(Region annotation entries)
_ _ _ _ _ _ _

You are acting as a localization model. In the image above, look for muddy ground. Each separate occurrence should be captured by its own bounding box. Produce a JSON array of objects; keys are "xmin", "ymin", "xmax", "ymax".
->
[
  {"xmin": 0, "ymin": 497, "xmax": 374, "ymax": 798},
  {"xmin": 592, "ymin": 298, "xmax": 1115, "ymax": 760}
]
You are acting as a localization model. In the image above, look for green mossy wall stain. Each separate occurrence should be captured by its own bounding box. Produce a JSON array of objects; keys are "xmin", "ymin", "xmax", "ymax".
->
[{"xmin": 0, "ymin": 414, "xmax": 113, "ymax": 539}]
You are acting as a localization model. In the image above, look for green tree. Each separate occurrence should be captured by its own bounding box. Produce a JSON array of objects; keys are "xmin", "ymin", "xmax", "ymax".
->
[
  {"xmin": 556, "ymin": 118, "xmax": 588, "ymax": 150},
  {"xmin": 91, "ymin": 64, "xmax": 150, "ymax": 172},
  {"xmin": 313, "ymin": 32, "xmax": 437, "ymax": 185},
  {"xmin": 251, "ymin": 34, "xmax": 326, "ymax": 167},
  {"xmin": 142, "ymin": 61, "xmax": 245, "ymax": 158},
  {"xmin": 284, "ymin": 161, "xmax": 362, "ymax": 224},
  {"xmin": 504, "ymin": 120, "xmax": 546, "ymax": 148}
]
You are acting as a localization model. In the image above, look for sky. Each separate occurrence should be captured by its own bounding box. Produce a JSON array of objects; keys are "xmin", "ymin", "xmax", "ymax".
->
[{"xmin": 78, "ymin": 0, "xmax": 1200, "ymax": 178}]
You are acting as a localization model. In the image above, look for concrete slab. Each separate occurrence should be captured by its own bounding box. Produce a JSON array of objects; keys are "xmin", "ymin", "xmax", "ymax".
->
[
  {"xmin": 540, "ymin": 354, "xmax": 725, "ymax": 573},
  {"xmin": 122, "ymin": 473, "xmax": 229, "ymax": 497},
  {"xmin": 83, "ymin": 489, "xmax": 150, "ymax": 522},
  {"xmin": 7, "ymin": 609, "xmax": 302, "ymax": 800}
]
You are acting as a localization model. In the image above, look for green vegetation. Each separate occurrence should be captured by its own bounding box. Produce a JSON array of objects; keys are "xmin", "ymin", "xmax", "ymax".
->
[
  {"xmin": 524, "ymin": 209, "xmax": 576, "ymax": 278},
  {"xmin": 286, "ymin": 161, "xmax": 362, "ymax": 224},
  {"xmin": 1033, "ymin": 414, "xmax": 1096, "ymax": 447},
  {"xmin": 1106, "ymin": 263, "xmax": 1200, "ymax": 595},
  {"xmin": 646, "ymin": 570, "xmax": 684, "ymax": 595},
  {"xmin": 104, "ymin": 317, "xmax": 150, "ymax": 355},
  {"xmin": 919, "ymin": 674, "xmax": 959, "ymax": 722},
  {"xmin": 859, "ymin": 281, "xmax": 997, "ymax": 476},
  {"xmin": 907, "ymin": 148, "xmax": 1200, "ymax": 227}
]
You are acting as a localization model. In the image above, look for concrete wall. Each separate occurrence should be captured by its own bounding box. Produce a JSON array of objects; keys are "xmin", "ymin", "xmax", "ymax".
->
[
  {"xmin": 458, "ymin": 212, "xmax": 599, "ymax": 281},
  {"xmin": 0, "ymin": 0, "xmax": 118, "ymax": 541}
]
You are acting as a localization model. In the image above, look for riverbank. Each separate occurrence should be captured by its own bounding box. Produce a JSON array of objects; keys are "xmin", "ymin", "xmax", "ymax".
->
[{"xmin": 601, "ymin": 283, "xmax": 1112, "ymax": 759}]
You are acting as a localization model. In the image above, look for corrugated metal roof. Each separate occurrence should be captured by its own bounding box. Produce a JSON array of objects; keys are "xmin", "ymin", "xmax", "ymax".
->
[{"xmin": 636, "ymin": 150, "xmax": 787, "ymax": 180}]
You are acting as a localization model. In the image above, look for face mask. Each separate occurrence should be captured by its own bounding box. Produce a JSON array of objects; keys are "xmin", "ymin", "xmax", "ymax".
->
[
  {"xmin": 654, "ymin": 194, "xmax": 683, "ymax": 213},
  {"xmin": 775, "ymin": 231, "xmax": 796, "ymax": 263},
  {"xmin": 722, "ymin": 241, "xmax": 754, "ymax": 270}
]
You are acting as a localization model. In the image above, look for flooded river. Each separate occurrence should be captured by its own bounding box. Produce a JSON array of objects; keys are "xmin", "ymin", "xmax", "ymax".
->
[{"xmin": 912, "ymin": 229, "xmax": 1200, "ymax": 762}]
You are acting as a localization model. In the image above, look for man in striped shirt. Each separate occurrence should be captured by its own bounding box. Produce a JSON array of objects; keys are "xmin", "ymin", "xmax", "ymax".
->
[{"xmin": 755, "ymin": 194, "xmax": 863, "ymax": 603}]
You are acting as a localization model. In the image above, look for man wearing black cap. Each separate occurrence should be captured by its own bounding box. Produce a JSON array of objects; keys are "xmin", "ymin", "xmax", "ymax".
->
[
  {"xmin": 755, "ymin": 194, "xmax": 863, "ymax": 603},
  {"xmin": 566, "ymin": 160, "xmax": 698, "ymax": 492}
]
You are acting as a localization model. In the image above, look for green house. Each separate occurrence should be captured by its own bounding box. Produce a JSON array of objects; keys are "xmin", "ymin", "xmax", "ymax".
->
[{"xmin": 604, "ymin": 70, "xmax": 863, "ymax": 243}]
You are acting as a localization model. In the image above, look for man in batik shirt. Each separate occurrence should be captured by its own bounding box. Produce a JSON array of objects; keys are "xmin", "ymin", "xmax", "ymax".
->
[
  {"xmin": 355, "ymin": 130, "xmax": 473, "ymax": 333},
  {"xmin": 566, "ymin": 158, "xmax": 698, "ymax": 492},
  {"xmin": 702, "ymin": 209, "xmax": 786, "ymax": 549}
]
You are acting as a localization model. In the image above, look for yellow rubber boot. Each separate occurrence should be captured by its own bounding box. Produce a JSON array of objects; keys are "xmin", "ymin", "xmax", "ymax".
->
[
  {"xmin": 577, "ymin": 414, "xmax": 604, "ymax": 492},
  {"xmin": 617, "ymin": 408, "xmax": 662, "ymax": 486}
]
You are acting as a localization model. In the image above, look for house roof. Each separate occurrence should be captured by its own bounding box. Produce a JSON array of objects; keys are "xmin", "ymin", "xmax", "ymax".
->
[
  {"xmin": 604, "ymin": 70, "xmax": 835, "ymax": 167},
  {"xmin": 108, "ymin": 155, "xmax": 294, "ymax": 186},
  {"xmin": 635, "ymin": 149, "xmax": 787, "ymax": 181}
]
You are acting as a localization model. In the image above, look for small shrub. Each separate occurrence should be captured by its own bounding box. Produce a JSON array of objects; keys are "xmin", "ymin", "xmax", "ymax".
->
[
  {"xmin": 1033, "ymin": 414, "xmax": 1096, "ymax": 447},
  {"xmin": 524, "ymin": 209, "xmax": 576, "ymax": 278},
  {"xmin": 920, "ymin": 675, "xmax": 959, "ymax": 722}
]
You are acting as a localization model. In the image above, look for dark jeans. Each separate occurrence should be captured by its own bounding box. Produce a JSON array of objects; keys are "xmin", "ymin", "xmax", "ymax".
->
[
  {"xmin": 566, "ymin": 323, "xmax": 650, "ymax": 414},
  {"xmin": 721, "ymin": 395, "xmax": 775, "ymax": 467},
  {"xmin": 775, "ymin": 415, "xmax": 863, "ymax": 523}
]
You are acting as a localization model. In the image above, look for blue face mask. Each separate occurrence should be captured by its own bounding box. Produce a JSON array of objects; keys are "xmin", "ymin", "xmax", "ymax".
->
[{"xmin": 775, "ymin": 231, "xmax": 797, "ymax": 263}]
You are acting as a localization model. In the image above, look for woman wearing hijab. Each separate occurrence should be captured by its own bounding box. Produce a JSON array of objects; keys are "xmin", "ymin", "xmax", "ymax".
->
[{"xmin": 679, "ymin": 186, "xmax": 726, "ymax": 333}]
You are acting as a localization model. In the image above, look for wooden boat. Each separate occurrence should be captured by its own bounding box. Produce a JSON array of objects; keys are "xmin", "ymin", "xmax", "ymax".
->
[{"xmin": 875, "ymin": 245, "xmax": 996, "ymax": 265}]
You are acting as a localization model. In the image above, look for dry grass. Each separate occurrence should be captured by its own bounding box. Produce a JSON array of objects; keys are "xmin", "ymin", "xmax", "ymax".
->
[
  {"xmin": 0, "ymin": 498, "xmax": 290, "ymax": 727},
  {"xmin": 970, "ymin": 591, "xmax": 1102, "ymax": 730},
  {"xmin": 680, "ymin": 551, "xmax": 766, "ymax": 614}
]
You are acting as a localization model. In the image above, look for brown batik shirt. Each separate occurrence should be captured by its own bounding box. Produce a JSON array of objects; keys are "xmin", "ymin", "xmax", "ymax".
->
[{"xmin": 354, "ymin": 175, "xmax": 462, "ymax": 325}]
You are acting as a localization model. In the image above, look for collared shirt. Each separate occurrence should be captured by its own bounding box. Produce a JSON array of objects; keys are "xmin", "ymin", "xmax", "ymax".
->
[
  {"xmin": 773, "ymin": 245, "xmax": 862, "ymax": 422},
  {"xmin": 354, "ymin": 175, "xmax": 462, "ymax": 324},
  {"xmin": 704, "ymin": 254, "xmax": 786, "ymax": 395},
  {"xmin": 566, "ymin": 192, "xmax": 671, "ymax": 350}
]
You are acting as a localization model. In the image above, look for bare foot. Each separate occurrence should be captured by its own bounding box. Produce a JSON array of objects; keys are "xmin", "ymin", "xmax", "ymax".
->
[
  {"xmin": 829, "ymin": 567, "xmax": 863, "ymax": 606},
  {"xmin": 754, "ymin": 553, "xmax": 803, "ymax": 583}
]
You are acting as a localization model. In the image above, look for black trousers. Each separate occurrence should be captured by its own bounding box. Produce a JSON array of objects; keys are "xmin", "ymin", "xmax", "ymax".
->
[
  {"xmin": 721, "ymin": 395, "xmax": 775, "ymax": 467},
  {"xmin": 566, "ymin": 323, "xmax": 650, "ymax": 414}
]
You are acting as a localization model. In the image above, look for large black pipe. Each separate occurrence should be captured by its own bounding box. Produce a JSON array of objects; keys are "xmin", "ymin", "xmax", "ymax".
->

_ _ _ _ _ _ _

◆ **What the task requires**
Gather every row above that contains the word "batik", copying each one in full.

◆ **Complete response**
You are acting as a localization model. In the image above, look for man in batik shirt. Each separate occurrence should be captured by its own bounding box. Produce a JSON array of objects; keys are "xmin", "ymin", "xmax", "ymax".
You are acting as a localization model. In the image above, look for brown batik shirt. Each separate occurrence should be captured by its own bounding box. Produce a JSON array of objects; keys are "xmin", "ymin", "xmax", "ymax".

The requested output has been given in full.